--- Description of the task ---
Give again, unchanged, the line that contains "108, row 314." together with every line that follows it until the entries end.

Image-grounded pointing data
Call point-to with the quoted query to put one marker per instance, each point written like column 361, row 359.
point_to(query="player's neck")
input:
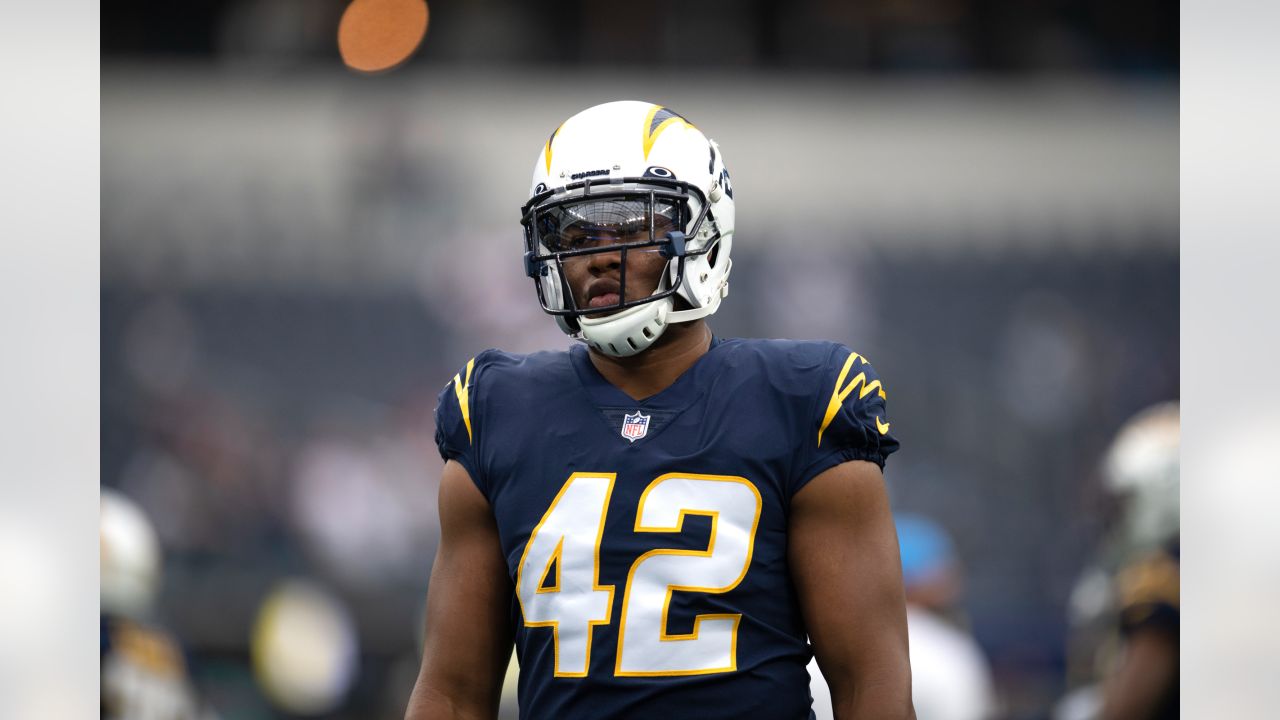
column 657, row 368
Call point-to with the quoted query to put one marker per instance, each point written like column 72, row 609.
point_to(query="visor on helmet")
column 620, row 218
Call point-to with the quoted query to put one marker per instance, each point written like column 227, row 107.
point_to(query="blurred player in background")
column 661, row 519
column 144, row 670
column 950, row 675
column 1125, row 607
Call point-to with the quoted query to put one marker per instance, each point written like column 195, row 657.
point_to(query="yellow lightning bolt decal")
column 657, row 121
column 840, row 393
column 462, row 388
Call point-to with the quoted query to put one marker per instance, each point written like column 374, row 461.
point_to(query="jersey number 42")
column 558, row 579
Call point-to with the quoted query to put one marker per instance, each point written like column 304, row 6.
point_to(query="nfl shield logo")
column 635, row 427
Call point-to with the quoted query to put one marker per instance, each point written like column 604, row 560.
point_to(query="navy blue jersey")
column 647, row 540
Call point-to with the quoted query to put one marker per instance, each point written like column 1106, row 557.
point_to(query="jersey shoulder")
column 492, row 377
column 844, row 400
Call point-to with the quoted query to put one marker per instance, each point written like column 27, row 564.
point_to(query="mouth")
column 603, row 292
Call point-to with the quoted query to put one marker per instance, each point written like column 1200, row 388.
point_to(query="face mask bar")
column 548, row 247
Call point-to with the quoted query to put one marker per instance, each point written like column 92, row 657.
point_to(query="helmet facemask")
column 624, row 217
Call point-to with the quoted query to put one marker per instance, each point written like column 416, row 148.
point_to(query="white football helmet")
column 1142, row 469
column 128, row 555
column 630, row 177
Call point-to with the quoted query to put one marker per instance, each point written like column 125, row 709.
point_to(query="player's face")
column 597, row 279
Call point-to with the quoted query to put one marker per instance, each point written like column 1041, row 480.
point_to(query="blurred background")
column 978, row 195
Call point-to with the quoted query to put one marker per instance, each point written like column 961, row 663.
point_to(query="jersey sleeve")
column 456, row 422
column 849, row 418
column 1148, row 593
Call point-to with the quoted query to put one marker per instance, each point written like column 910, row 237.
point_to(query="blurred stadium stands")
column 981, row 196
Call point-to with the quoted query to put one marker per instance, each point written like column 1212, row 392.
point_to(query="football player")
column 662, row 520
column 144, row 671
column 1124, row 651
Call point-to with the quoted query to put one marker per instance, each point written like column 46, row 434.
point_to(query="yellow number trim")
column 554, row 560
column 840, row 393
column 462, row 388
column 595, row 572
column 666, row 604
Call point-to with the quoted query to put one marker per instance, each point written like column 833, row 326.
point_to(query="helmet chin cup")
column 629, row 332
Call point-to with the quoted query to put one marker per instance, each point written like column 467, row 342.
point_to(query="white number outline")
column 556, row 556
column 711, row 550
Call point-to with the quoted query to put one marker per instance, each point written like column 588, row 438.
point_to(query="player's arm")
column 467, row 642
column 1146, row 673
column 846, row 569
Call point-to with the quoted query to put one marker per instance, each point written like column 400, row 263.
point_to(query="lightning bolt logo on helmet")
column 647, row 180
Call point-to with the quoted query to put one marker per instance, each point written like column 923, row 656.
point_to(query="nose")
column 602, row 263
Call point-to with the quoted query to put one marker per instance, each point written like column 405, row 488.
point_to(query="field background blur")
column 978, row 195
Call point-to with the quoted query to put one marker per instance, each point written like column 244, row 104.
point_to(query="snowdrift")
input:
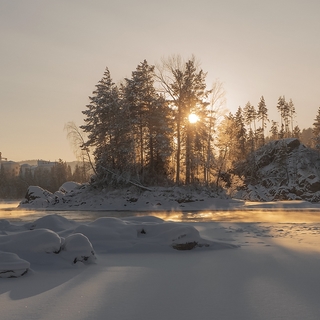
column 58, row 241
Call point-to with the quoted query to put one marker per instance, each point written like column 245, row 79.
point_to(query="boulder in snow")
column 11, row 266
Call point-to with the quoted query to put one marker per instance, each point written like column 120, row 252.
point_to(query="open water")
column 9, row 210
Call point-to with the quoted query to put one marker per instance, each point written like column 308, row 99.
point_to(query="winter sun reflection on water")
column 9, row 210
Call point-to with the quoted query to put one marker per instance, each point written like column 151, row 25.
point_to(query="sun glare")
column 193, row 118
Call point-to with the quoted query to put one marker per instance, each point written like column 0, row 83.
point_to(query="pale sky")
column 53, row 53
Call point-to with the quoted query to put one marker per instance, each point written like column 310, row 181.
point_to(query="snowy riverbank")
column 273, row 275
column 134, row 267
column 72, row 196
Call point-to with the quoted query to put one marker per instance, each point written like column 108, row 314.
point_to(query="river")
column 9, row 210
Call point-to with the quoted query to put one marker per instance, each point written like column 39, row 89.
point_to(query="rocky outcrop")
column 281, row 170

--- Task output ---
Call point-to with the quoted query to put one marker per instance, each point written like column 108, row 314.
point_to(query="river")
column 9, row 210
Call point-to with the quoted query to put one marker per instance, each point written like column 39, row 89.
point_to(query="rocky outcrop")
column 281, row 170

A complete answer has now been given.